§ Stated goal
Copy the material below word for word, but leave out the pictures.

§ Provided records
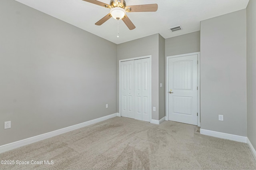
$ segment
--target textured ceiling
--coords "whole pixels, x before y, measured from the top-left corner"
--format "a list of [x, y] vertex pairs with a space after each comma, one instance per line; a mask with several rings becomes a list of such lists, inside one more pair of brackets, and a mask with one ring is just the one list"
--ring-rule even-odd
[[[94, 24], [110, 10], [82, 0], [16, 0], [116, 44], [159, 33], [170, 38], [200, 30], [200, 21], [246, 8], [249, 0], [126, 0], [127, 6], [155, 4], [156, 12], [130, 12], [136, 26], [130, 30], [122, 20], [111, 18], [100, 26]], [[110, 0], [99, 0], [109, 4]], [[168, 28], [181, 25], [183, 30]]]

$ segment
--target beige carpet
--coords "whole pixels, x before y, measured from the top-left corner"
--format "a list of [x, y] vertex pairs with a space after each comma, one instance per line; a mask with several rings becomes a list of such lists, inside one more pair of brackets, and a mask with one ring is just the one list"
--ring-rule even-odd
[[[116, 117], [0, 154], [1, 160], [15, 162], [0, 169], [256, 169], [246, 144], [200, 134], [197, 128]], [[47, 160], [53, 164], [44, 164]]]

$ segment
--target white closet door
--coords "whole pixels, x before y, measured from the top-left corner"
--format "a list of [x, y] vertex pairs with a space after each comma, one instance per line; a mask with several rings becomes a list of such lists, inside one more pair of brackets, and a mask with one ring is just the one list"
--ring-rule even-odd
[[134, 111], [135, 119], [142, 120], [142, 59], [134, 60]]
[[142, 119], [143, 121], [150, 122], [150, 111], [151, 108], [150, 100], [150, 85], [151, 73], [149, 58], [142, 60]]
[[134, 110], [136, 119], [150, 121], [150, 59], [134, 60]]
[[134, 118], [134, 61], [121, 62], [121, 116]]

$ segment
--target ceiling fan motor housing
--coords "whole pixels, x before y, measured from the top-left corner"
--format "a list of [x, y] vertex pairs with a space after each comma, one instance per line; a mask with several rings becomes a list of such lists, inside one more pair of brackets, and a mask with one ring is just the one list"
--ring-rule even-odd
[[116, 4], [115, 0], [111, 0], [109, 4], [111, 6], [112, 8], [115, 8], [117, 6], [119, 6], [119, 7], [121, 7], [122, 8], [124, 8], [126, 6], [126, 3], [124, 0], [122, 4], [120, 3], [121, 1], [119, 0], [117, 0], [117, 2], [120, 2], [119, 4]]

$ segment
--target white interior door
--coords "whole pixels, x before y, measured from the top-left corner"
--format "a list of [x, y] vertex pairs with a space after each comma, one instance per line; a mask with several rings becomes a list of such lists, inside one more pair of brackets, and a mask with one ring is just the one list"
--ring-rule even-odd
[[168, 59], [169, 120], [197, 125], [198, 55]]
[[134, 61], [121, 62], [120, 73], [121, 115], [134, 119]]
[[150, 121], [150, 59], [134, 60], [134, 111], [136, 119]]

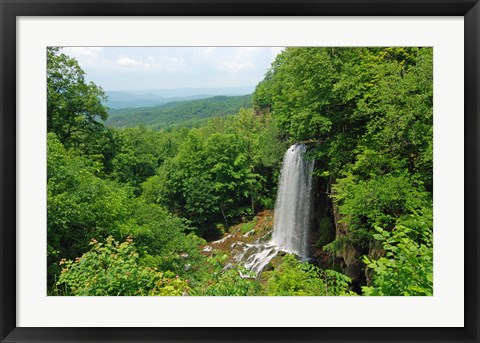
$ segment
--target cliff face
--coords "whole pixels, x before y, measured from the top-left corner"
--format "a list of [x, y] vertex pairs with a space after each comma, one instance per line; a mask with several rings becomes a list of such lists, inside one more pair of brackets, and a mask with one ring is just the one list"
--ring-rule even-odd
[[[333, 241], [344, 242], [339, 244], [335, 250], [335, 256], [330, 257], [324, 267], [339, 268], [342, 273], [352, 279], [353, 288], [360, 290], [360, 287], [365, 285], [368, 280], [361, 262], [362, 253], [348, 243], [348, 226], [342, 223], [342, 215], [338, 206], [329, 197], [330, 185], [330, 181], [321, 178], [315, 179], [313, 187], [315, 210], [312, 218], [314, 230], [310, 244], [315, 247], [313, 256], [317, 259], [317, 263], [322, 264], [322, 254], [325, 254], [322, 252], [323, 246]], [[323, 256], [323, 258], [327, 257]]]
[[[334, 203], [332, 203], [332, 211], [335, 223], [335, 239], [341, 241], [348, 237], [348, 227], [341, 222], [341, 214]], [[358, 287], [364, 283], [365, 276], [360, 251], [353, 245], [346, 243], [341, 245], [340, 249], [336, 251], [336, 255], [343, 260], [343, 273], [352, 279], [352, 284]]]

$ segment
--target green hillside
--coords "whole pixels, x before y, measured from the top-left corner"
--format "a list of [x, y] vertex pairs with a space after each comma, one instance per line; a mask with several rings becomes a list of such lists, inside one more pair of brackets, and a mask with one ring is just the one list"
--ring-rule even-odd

§ The output
$ segment
--target textured ceiling
--coords "whole pixels, x before y, measured from the top-left corner"
--format "a list of [x, y] vertex pairs with a space after each comma, one instance per line; a mask with several rings becomes a list of such lists, inside one more pair of brackets, and a mask with one ring is just the one list"
--ring-rule even-odd
[[[94, 24], [110, 10], [82, 0], [16, 0], [116, 44], [159, 33], [170, 38], [200, 30], [200, 21], [246, 8], [249, 0], [126, 0], [127, 6], [155, 4], [156, 12], [130, 12], [136, 26], [130, 30], [122, 20], [111, 18], [100, 26]], [[110, 0], [99, 0], [109, 4]], [[168, 28], [181, 25], [183, 30]]]

$ segment
--target beige carpet
--coords "whole pixels, x before y, measured from the top-left corner"
--format "a list of [x, y] vertex pairs with a space after each comma, one instance per line; a mask with several rings becomes a list of such lists, inside one more pair of brackets, and a mask with one ring is just the one list"
--ring-rule even-odd
[[[116, 117], [0, 154], [1, 160], [15, 162], [0, 169], [256, 169], [246, 144], [200, 134], [197, 128]], [[47, 160], [53, 164], [44, 164]]]

$ segment
--target white closet door
--coords "whole pixels, x before y, measured from the top-left corner"
--format "a list of [x, y] vertex pairs with a space after each comma, one instance per line; a mask with several rings becomes a list of such lists, inside one more pair of brackets, and a mask with one ring is just the one list"
--ring-rule even-odd
[[134, 111], [135, 119], [142, 120], [142, 59], [134, 60]]
[[142, 119], [143, 121], [150, 122], [150, 111], [151, 108], [150, 100], [150, 85], [151, 73], [149, 58], [142, 60]]
[[134, 110], [136, 119], [150, 121], [150, 59], [134, 60]]
[[134, 118], [134, 61], [121, 62], [121, 116]]

$ segment
--target ceiling fan motor housing
--coords "whole pixels, x before y, measured from the top-left corner"
--format "a list of [x, y] vertex pairs with a space after each comma, one instance per line; a mask with several rings becomes a list of such lists, inside one more pair of brackets, and a mask with one ring is just the one list"
--ring-rule even-odd
[[116, 4], [115, 0], [111, 0], [109, 4], [111, 6], [112, 8], [115, 8], [117, 6], [119, 6], [119, 7], [121, 7], [122, 8], [124, 8], [126, 6], [126, 3], [124, 0], [122, 4], [120, 3], [121, 1], [119, 0], [117, 0], [117, 2], [120, 2], [119, 4]]

$ segment
--target white interior door
--coords "whole pixels, x before y, measured from the top-left corner"
--format "a list of [x, y] vertex pairs with a space after each comma, one instance per line; a mask with several rings becomes a list of such lists, inside one more pair of brackets, and a mask with one ring is just the one list"
--ring-rule even-odd
[[168, 59], [169, 120], [197, 125], [198, 55]]
[[134, 61], [121, 62], [120, 73], [121, 115], [134, 119]]
[[150, 121], [150, 59], [134, 60], [134, 111], [136, 119]]

$ segment
--target cliff face
--coords "whole pixels, x before y, measured from the top-left corner"
--format "a list of [x, y] vertex pairs with a space after each comma, one instance per line; a mask with several rings becomes a list of such lists, inside one more pair of brackets, and a mask with one ring is just the one list"
--ring-rule even-odd
[[[333, 241], [344, 242], [339, 244], [335, 250], [335, 256], [330, 257], [324, 267], [339, 268], [342, 273], [352, 279], [353, 288], [360, 290], [360, 287], [365, 285], [368, 280], [361, 262], [362, 253], [348, 243], [348, 226], [342, 223], [342, 215], [338, 206], [329, 197], [330, 185], [330, 181], [321, 178], [315, 179], [313, 187], [315, 210], [312, 218], [314, 230], [310, 244], [315, 247], [313, 256], [317, 259], [317, 263], [322, 264], [322, 254], [325, 254], [322, 252], [323, 246]], [[323, 256], [323, 258], [327, 257]]]
[[[334, 203], [332, 203], [332, 211], [335, 223], [335, 239], [341, 241], [348, 237], [348, 227], [341, 222], [341, 214]], [[358, 287], [364, 283], [365, 276], [360, 251], [353, 245], [346, 243], [341, 245], [340, 249], [336, 251], [336, 255], [343, 260], [343, 273], [352, 279], [352, 284]]]

$ segment
--target green hillside
--coords "whole pixels, x before y, measured from the top-left corner"
--format "a list of [x, y] vertex pairs with a space after each comma, one instance per line; a mask with several rings becomes a list of such lists, inside one more pair of brackets, and a mask with one ring is just the one list"
--ring-rule even-odd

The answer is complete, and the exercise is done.